▸ TEXT FOR ANALYSIS
Infertility – You Hate Moms Like I Hate Dads

Infertility

Ok, hate is a strong word. But that’s how we feel in the moment.

When all you want to do is see a positive pregnancy test and have your own pregnant belly, seeing other women get pregnant so easily infuriates you.

  • Your co-worker keeps talking about her new pregnancy – you hate her
  • Your sister-in-law “accidentally” gets pregnant – you hate her
  • That young woman walks down the street with a big pregnant belly – you hate her

I get it. My anger is different but similar in a lot of ways.

After my husband died suddenly of a heart attack in September 2015 I couldn’t stand to be around dads.

  • The smiling dad in a family photo on Facebook – I hated him
  • The dad pushing his daughter on the swing at the park – I hated him
  • The dad picking his kids up from daycare – I hated him

But did I really hate him? Was his happiness or his existence really about me and my pain? No. I can’t begrudge other dads for simply being dads and being there. It’s just a reminder of what I don’t have, what my girls don’t have and what Steve’s missing.

Is it ok to miss him? Yes. Is it ok for you to be sad for not having your own baby yet? Yes. It’s ok, your feelings are completely normal. But projecting hate onto others can keep us stuck and unhappy.

So here’s what we can do:

  1. Stop

There are 2 ways you can do this Stop Step.

Firstly you can use the thought-stopping technique – literally say stop in your head. To stop the thought from occurring, then skip to the “Reframe” step below.

Second, try stopping the activity. I had to go off of Facebook for awhile because it was upsetting me to see different photos. I hear this a lot from my fertility patients – that all they see on Facebook is that someone else is pregnant or just had their new baby. You can go off of social media completely for awhile or limit your exposure by not going to your News Feed but instead go to Notifications and only look at what you want to look at.

▸ EXERCISE SET
**A.** In the infertility article, when did the writer's husband die, and what caused his death?
**B.** Write the next part of the infertility article, picking up after its final sentence.

▸ PROVIDED INFORMATION
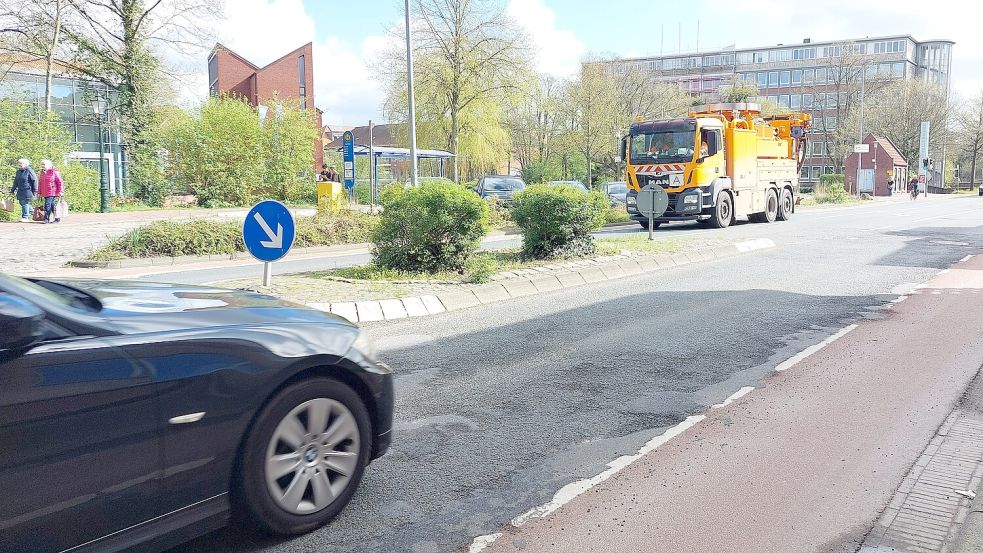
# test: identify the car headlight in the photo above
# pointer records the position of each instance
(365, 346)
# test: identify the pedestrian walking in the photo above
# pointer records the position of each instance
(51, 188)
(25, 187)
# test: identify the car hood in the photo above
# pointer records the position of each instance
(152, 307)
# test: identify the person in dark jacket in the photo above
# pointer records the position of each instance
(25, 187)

...

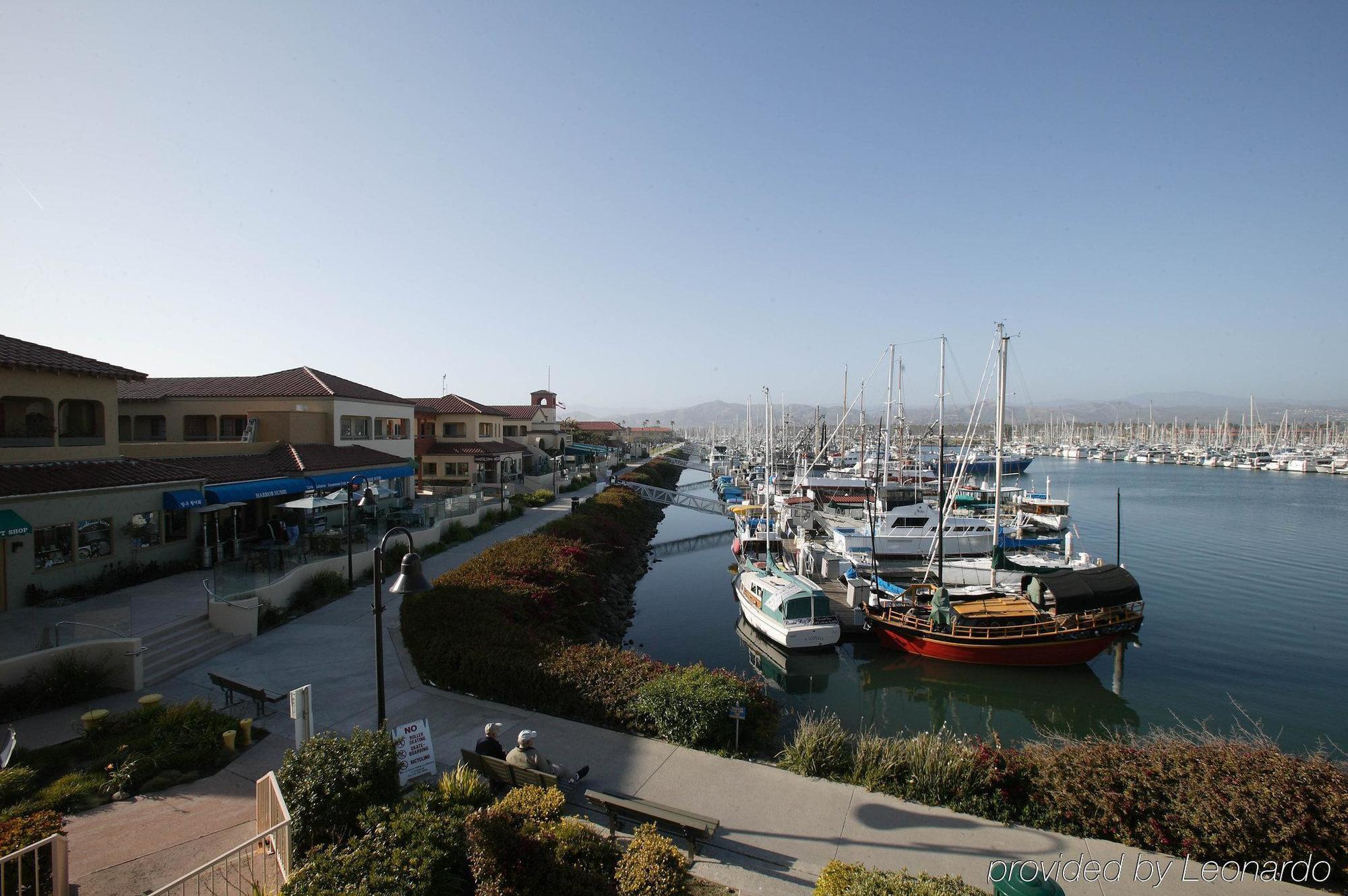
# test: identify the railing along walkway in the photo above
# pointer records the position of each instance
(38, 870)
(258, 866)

▸ EXPECTED OUTPUTS
**A.** He died suddenly of a heart attack in September 2015.

**B.**
  1. Reframe

Who is it you’re really angry at? What do you really want to happen? Do you want that particular baby? Do I want that guy to be the dad to my kids? No, I don’t. Likely you want your own baby and are angry it’s not happening for you yet.

So just reframing what you’re really mad about and then using a coping strategy to move out of that moment.

  1. Change

Make some sort of action step, change something up.

I was really nervous about having my daughter’s birthday party after Steve died and having the other dads there. One of my friends asked, why didn’t I just have the kids and moms – a no dads birthday party. The thought hadn’t occurred to me.

If there is an event, a situation, that isn’t working for you, can you think of a creative way of changing it?

For example, could you have an honest conversation with your co-worker about how happy you are for her but that it’s too hard for you to talk about her pregnancy all the time?

If this step is hard, try talking to your partner, counsellor, or naturopath about other ways to take action to dial down the hate.

So, do I really hate all those dads?

No, but I acknowledge my feelings then try to move forward. Life is tough but my hatred doesn’t make it any easier. I love the dads in my life and my girls need other men around them.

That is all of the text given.